-- Begin --

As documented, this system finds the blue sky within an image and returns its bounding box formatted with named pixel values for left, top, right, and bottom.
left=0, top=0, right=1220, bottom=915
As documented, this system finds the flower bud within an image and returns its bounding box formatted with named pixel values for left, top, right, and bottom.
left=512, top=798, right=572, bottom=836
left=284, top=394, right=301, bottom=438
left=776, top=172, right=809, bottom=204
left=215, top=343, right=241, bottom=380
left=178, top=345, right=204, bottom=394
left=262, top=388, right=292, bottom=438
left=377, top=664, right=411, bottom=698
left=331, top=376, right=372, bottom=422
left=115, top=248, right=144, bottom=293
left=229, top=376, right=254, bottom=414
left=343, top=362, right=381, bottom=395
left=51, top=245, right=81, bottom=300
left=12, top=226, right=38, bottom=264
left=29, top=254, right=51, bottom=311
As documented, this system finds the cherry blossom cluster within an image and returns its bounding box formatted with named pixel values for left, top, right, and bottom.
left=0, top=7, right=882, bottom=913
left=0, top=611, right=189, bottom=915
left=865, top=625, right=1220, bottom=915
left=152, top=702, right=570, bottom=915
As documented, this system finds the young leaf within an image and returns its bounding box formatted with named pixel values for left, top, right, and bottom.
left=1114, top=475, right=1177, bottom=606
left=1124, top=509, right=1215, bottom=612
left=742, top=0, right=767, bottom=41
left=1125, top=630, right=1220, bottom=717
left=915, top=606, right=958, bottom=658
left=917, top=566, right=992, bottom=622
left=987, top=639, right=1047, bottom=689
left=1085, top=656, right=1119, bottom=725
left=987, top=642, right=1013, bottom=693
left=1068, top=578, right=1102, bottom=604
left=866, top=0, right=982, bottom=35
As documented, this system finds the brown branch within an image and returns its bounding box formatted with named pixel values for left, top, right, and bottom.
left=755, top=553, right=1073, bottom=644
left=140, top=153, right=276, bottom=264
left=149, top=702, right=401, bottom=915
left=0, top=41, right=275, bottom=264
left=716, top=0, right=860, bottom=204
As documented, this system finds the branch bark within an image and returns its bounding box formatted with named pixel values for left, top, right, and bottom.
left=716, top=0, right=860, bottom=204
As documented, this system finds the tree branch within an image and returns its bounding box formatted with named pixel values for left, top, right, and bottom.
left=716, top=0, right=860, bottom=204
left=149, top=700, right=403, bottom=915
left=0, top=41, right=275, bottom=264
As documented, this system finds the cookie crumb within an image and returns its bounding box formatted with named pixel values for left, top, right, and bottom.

-- End --
-- Begin --

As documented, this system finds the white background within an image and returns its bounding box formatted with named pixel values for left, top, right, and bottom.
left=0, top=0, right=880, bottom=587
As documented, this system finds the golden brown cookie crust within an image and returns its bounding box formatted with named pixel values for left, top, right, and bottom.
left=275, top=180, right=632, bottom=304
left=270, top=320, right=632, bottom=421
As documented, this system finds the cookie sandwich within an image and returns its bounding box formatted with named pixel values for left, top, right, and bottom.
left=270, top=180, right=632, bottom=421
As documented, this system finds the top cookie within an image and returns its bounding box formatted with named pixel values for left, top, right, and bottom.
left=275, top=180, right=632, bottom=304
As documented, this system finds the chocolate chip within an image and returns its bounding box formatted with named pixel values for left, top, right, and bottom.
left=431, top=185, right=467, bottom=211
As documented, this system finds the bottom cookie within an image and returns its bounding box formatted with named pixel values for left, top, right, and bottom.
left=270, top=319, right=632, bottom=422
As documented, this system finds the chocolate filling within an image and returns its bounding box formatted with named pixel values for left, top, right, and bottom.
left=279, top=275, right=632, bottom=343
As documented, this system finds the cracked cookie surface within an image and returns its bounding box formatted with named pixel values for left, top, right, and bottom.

-- End --

_What is being asked_
Return every line of the material from the one containing "As documented, this system finds the chocolate chip" down to the one containing "As documented, this system finds the cracked", both included, reproducing each line without any change.

_Answer to the task_
As documented, this system finds the chocolate chip within an image and returns its bounding box formatted with named pixel values for left, top, right, and bottom.
left=431, top=185, right=467, bottom=211
As documented, this system finds the bottom cookie within an image and returns its bounding box formatted with named pixel values for left, top, right, and bottom.
left=270, top=319, right=632, bottom=422
As documented, this system finds the chocolate filling within an image and returns its bounding box formatted with named pixel values for left, top, right, and bottom.
left=279, top=275, right=632, bottom=343
As documented, this system finds the cracked cookie surface within an image and returns its bounding box formatted with named pixel values for left, top, right, and bottom.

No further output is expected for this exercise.